[Records contained in a dataset]
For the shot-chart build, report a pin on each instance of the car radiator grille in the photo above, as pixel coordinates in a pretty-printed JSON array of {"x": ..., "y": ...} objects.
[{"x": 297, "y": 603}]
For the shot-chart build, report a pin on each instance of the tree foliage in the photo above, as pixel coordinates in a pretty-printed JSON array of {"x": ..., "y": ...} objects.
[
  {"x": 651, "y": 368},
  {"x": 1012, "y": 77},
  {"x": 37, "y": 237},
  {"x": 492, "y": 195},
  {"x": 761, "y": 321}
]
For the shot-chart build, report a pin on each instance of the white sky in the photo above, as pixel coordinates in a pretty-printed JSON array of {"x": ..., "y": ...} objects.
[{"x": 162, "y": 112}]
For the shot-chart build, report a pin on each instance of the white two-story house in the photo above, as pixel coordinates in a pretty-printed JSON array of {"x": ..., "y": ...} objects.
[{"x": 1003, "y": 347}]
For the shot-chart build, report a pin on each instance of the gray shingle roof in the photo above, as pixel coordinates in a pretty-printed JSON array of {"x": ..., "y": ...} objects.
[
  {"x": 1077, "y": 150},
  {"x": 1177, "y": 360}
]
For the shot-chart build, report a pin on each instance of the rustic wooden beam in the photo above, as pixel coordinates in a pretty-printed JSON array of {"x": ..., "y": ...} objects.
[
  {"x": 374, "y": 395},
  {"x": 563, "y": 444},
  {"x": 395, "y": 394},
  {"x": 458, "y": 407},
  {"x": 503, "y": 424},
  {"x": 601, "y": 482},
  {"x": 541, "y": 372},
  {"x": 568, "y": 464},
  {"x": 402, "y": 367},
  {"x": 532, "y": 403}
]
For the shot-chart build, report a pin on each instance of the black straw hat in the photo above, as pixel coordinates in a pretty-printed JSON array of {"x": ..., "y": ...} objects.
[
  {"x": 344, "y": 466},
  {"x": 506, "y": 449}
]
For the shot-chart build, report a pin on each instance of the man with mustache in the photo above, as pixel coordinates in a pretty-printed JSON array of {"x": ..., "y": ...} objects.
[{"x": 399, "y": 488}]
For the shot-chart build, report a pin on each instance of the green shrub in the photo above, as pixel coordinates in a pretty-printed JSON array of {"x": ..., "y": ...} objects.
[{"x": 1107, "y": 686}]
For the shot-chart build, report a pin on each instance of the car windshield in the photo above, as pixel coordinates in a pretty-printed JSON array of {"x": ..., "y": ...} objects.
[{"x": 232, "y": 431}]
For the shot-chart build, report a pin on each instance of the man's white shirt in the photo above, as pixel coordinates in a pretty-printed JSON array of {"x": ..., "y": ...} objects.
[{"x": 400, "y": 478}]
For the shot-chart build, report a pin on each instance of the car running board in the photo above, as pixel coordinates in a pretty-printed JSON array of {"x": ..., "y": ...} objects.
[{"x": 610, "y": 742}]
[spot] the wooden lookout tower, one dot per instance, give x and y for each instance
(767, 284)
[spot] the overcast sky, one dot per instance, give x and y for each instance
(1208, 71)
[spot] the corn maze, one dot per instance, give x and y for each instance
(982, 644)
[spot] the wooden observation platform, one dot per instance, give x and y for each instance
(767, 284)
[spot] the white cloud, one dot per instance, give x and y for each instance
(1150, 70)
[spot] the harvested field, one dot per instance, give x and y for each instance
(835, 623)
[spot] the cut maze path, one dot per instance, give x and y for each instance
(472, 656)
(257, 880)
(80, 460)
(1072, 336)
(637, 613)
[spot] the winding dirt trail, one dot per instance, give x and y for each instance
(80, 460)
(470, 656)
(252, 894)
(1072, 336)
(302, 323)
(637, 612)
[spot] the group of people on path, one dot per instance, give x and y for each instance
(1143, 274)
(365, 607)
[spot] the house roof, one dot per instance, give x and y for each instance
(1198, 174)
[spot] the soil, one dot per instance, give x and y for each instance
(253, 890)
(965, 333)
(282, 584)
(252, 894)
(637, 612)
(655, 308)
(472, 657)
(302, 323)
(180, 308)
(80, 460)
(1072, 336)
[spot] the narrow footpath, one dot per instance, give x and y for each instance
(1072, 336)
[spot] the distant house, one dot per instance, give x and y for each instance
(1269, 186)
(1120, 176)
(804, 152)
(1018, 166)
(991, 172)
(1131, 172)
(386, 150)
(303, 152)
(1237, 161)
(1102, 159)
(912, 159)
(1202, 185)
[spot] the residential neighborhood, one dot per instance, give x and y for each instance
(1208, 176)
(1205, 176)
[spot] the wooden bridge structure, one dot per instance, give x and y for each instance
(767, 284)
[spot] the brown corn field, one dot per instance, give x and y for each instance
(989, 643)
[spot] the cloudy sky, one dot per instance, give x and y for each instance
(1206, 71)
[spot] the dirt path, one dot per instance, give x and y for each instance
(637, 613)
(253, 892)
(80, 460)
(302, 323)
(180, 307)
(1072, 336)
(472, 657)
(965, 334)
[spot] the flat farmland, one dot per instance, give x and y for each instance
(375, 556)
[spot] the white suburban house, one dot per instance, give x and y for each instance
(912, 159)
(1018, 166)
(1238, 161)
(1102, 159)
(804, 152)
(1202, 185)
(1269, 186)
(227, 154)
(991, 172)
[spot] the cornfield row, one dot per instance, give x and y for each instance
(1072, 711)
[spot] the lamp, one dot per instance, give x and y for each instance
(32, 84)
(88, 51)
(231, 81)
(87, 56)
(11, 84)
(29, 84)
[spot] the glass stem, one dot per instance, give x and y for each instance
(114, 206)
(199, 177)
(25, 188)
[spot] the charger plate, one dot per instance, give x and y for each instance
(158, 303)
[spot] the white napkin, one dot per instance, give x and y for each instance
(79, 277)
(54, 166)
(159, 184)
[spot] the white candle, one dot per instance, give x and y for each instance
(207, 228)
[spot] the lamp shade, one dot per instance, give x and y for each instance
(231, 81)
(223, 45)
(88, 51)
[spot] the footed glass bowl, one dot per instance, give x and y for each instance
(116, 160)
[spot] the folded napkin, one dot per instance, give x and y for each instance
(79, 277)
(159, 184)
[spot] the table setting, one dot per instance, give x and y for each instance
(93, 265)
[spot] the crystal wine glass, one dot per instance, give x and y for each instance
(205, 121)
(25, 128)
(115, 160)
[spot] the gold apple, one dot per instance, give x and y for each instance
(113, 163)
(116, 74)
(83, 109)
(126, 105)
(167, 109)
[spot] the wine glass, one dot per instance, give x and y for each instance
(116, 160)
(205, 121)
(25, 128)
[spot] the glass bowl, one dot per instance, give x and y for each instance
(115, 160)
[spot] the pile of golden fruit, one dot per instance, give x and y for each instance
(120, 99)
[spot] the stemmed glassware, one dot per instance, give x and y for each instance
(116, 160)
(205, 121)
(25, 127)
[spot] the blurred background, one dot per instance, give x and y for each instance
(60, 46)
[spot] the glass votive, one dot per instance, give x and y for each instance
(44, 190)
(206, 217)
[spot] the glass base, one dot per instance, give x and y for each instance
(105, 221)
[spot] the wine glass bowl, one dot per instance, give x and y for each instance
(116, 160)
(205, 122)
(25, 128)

■ The request: Using the data above, reproduce every line exactly.

■ Complete answer:
For the shot-chart build, report a pin on each instance of the car radiator grille in the photo above, as pixel coordinates in a pretty-printed JSON array of {"x": ..., "y": ...} objects.
[{"x": 297, "y": 603}]
For the shot-chart build, report a pin on each instance of the tree foliage in the photo above, as pixel coordinates in a pretty-printed JSON array of {"x": ..., "y": ...} objects.
[
  {"x": 651, "y": 368},
  {"x": 1012, "y": 77},
  {"x": 37, "y": 237},
  {"x": 492, "y": 195},
  {"x": 761, "y": 321}
]
For the shot-chart build, report a pin on each instance of the white sky in the photo above, as pixel coordinates in a pretty-printed JSON array of {"x": ..., "y": ...} objects.
[{"x": 162, "y": 112}]
For the shot-chart build, report a pin on each instance of the white two-story house in the photo above, as pixel coordinates in a pretty-printed JSON array of {"x": ..., "y": ...} objects.
[{"x": 1003, "y": 347}]
For the shot-chart build, report a pin on each instance of the gray shingle roof in the photo above, as pixel coordinates in a pretty-printed JSON array of {"x": ..., "y": ...} objects.
[
  {"x": 1077, "y": 150},
  {"x": 1177, "y": 360}
]
For the shot-chart build, report a pin on each instance of the rustic wooden beam in the photo above, as pixel coordinates in a pretty-printed JSON array of {"x": ..., "y": ...} objects.
[
  {"x": 374, "y": 395},
  {"x": 563, "y": 444},
  {"x": 395, "y": 394},
  {"x": 458, "y": 407},
  {"x": 503, "y": 424},
  {"x": 601, "y": 482},
  {"x": 541, "y": 372},
  {"x": 568, "y": 464},
  {"x": 402, "y": 367},
  {"x": 532, "y": 403}
]
For the shot-chart build, report a pin on each instance of the black straw hat in the photo above, as pixel coordinates in a pretty-printed JSON array of {"x": ..., "y": ...} objects.
[
  {"x": 344, "y": 466},
  {"x": 506, "y": 449}
]
For the shot-chart build, report a pin on each instance of the man with mustache in the photo above, as pixel coordinates in a pretty-printed JSON array of {"x": ..., "y": ...} objects.
[{"x": 399, "y": 488}]
For the shot-chart build, report a pin on each instance of the green shrub in the photo above, as pixel coordinates in a pretty-printed JSON array of {"x": ..., "y": ...} objects.
[{"x": 1107, "y": 686}]
For the shot-chart build, report a pin on each instance of the car windshield in the photo above, as pixel coordinates in a pretty-printed JSON array of {"x": ..., "y": ...} objects.
[{"x": 232, "y": 431}]
For the shot-chart build, report a pin on each instance of the man's white shirt in the photo above, as pixel coordinates in a pretty-printed JSON array of {"x": ..., "y": ...} objects.
[{"x": 400, "y": 478}]
For the shot-chart build, report a pin on each instance of the car running board in the photo above, as pixel coordinates in a pretty-printed JSON array of {"x": ..., "y": ...} objects.
[{"x": 610, "y": 742}]
[spot] the wooden lookout tower, one dot per instance, give x and y for each instance
(767, 284)
[spot] the overcast sky, one dot per instance, give x and y for each instance
(1208, 71)
[spot] the corn maze, one dot per instance, give x and y for each instance
(982, 644)
[spot] the wooden observation platform, one dot per instance, give x and y for each instance
(767, 284)
[spot] the white cloud, one dot per instance, give x and y for each instance
(1150, 70)
[spot] the harvested field, one dot per instance, give x and y for each instance
(835, 623)
[spot] the cut maze path, one dot per instance, give x and y for each instance
(472, 656)
(257, 880)
(80, 460)
(1072, 336)
(637, 613)
[spot] the winding dirt trail, one dot per instance, give x and y for each instance
(80, 460)
(470, 656)
(252, 894)
(1072, 336)
(302, 323)
(637, 612)
[spot] the group of people on path, one dot per instance, give x and y for each instance
(1143, 274)
(365, 607)
[spot] the house roof, one dot per instance, give x and y for each instance
(1198, 174)
[spot] the soil, one dot per instance, give x and y for each instance
(253, 890)
(965, 333)
(282, 584)
(252, 894)
(637, 612)
(655, 308)
(472, 657)
(302, 323)
(180, 308)
(80, 460)
(1072, 336)
[spot] the narrow footpath, one dot per instance, give x and y for each instance
(1072, 336)
[spot] the distant house, one dot per instance, give x and y for each instance
(1269, 186)
(1120, 176)
(804, 152)
(1018, 166)
(991, 172)
(1131, 172)
(386, 150)
(303, 152)
(1237, 161)
(1102, 159)
(912, 159)
(1202, 185)
[spot] the residential neighborhood, one dot per instance, give x and y for each instance
(1208, 176)
(1205, 176)
[spot] the wooden bridge structure, one dot per instance, give x and y for each instance
(767, 284)
[spot] the brown corn field, one dot per instance, give x and y for each instance
(989, 643)
[spot] the cloudy sky, one dot per instance, give x and y for each instance
(1206, 71)
[spot] the dirt path, one dot per instance, give x and y for each instance
(637, 613)
(253, 892)
(80, 460)
(302, 323)
(180, 307)
(1072, 336)
(472, 657)
(965, 334)
[spot] the flat farmland, one dot per instance, give x and y for each instance
(375, 556)
[spot] the white suburban house, one dot per instance, give x and y for each instance
(912, 159)
(1018, 166)
(1238, 161)
(1102, 159)
(804, 152)
(1202, 185)
(1269, 186)
(227, 154)
(991, 172)
[spot] the cornfield row, one dot per instance, give x and y for each instance
(1072, 711)
[spot] the lamp, one dot per instance, give x and y for each instance
(32, 84)
(88, 51)
(231, 81)
(87, 56)
(11, 84)
(29, 84)
[spot] the glass stem, one dot per instance, give x and y for each instance
(114, 206)
(199, 177)
(25, 188)
[spot] the charger plate, one dot per instance, give x and y for each instance
(158, 303)
[spot] the white napkin, one dot per instance, give x and y for each instance
(79, 277)
(54, 166)
(159, 184)
[spot] the white candle, one dot per instance, give x and y for each instance
(207, 228)
[spot] the lamp shade, one dot per instance, give x and y for each instance
(231, 81)
(223, 45)
(88, 51)
[spot] the footed glass bowl, one dot per instance, give x and y for each instance
(116, 160)
[spot] the folded napkin, one dot per instance, give x and y for each instance
(79, 277)
(159, 184)
[spot] the table setting, one dot per instance, give x and y for each instance
(93, 265)
[spot] the crystal wine glass, one dot per instance, give x and y for each instance
(205, 121)
(25, 128)
(115, 160)
[spot] the gold apple, one dot per instance, give x and y for each instance
(113, 163)
(116, 74)
(83, 109)
(126, 105)
(167, 109)
[spot] the wine glass, one dot per instance, give x and y for each instance
(116, 160)
(205, 121)
(25, 128)
[spot] the glass bowl, one dot per instance, give x and y for each instance
(115, 160)
[spot] the pile of golden fruit, one dot per instance, give x and y for each instance
(120, 99)
[spot] the stemmed glassware, one dot per instance, give x and y for each instance
(116, 160)
(205, 121)
(25, 127)
[spot] the blurred background, one dot per instance, give x and y for each instance
(60, 46)
[spot] the glass votive, one dot per instance, give x and y for each instance
(44, 190)
(206, 217)
[spot] the glass base, one dot per instance, give x and y for each instance
(105, 221)
[spot] the wine glass bowl, one dot per instance, give x and y for each instance
(116, 160)
(205, 122)
(25, 128)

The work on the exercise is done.